Requirement :: Each entry below should be output exactly, apart from its images.

————

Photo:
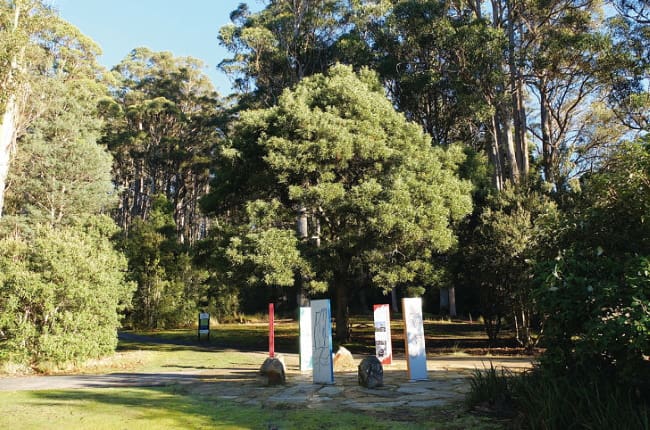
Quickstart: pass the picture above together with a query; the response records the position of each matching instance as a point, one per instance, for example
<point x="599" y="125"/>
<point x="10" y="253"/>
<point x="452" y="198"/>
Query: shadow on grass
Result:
<point x="153" y="407"/>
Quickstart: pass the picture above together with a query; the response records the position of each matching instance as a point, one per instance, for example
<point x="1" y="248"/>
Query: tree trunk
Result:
<point x="8" y="128"/>
<point x="444" y="301"/>
<point x="452" y="301"/>
<point x="547" y="146"/>
<point x="519" y="159"/>
<point x="495" y="156"/>
<point x="342" y="316"/>
<point x="7" y="143"/>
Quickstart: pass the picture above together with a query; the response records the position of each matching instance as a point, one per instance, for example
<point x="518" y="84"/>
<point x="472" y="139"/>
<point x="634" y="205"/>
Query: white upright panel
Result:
<point x="414" y="338"/>
<point x="383" y="346"/>
<point x="305" y="340"/>
<point x="323" y="371"/>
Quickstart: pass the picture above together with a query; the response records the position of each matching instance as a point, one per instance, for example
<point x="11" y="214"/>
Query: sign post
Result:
<point x="204" y="325"/>
<point x="416" y="352"/>
<point x="383" y="345"/>
<point x="271" y="330"/>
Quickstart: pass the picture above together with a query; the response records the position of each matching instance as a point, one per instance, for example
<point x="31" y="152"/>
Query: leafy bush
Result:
<point x="60" y="293"/>
<point x="542" y="400"/>
<point x="595" y="295"/>
<point x="585" y="401"/>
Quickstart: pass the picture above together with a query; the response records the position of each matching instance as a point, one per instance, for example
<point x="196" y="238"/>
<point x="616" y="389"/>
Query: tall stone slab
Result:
<point x="383" y="345"/>
<point x="416" y="352"/>
<point x="306" y="361"/>
<point x="321" y="321"/>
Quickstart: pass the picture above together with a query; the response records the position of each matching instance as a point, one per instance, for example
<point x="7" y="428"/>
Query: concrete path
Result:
<point x="447" y="384"/>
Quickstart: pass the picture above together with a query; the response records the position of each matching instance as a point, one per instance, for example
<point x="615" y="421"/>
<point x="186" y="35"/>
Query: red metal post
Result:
<point x="271" y="331"/>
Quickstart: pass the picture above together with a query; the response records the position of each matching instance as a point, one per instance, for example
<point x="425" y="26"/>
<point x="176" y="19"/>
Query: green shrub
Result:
<point x="585" y="401"/>
<point x="60" y="293"/>
<point x="542" y="400"/>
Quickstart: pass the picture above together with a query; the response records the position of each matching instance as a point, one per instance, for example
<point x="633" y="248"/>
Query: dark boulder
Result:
<point x="371" y="372"/>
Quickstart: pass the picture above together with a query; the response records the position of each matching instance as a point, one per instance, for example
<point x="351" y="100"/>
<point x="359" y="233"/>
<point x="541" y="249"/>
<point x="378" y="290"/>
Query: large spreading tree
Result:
<point x="379" y="200"/>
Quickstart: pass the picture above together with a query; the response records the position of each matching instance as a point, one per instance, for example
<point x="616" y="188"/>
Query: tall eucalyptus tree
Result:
<point x="162" y="130"/>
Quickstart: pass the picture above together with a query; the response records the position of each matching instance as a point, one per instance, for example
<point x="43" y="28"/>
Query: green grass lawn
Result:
<point x="182" y="406"/>
<point x="442" y="336"/>
<point x="174" y="408"/>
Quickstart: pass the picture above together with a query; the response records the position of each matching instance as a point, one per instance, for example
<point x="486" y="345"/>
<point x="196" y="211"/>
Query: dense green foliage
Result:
<point x="379" y="197"/>
<point x="595" y="294"/>
<point x="168" y="286"/>
<point x="162" y="126"/>
<point x="499" y="255"/>
<point x="341" y="181"/>
<point x="62" y="284"/>
<point x="61" y="291"/>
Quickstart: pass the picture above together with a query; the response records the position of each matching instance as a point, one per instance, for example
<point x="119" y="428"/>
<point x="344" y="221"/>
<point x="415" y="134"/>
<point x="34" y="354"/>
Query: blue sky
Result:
<point x="186" y="28"/>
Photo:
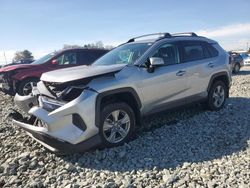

————

Exercise output ::
Photo:
Quickstart: pass the picture above together with a query; the response records the position of each matching instance as a point, one per instance, for example
<point x="599" y="125"/>
<point x="10" y="253"/>
<point x="452" y="198"/>
Query: shadow on grass
Result:
<point x="153" y="407"/>
Quickstart: pass the picture above together with a query; the response records the position of each matching instance as a point, one per instance, for example
<point x="1" y="248"/>
Query: tree trunk
Result:
<point x="8" y="128"/>
<point x="444" y="301"/>
<point x="452" y="301"/>
<point x="547" y="146"/>
<point x="519" y="159"/>
<point x="495" y="156"/>
<point x="342" y="316"/>
<point x="7" y="143"/>
Quickstart: pass the picture above together with a query; the response records the position of each matching instance as a point, one per instance, for example
<point x="518" y="84"/>
<point x="472" y="139"/>
<point x="634" y="205"/>
Query: white upright panel
Result:
<point x="414" y="338"/>
<point x="383" y="346"/>
<point x="305" y="340"/>
<point x="323" y="371"/>
Quickstart: pass the picture above together with a query; the response records the position of each matching instance as a point, one per instance, for example
<point x="11" y="214"/>
Query: sign post
Result:
<point x="204" y="325"/>
<point x="416" y="352"/>
<point x="383" y="345"/>
<point x="271" y="330"/>
Quickstart: pass the picture above together with a query; the response records the position of each matching instance as a point, one per instance, for example
<point x="31" y="152"/>
Query: leafy bush
Result:
<point x="60" y="293"/>
<point x="542" y="400"/>
<point x="595" y="295"/>
<point x="585" y="401"/>
Quickstart: pass the picture above together with a query; the response records the position of each matching instance as a point, one per instance, for example
<point x="196" y="238"/>
<point x="616" y="389"/>
Query: tall stone slab
Result:
<point x="383" y="345"/>
<point x="416" y="352"/>
<point x="306" y="361"/>
<point x="321" y="321"/>
Quickstart: pass the picture above together with a query; the response records the position of each matching instance as a point, one per instance, for example
<point x="7" y="428"/>
Query: concrete path
Result:
<point x="447" y="384"/>
Quickstart: pass the picture above together with a query; the response records the position of each matching instance as a point, one per instance, for example
<point x="615" y="421"/>
<point x="186" y="35"/>
Query: red metal post
Result:
<point x="271" y="331"/>
Quickstart: pass the picture above together with a query; the response records the position of each matching instance as a point, one per instance, for example
<point x="425" y="26"/>
<point x="176" y="19"/>
Query: green shrub
Result:
<point x="585" y="401"/>
<point x="60" y="293"/>
<point x="542" y="400"/>
Quickstart: pass the picture above together with a query; the response records the position of each matching instance as a point, one per instance, for example
<point x="633" y="248"/>
Query: dark boulder
Result:
<point x="371" y="372"/>
Quickstart: pass the picture above together with a query; the response records the position of each matching instance as a point, one per instance, for example
<point x="351" y="100"/>
<point x="359" y="233"/>
<point x="541" y="249"/>
<point x="378" y="290"/>
Query: large spreading tree
Result:
<point x="379" y="200"/>
Quickstart: pass the picture above together with a query; the response records the position of each matching instance as a point, one per instance, for example
<point x="616" y="188"/>
Query: tall eucalyptus tree
Result:
<point x="162" y="130"/>
Quickstart: pass the picture above together with a query; the response records the position of each matching instance as a point, one per instance, for example
<point x="43" y="28"/>
Query: green grass lawn
Result:
<point x="182" y="406"/>
<point x="442" y="336"/>
<point x="174" y="408"/>
Quickstart: pass the picture above together with a query; the response records the position of each matching instance as a point, one per instance, for example
<point x="486" y="345"/>
<point x="196" y="211"/>
Query: dense green foliage
Result:
<point x="379" y="197"/>
<point x="595" y="294"/>
<point x="168" y="286"/>
<point x="162" y="126"/>
<point x="499" y="255"/>
<point x="341" y="181"/>
<point x="62" y="284"/>
<point x="61" y="291"/>
Quickstart: pass the picture above together with a query; the response records the position of each matching instance as a point, one per instance, for example
<point x="119" y="428"/>
<point x="344" y="221"/>
<point x="415" y="134"/>
<point x="34" y="354"/>
Query: blue sky
Result:
<point x="186" y="28"/>
Photo:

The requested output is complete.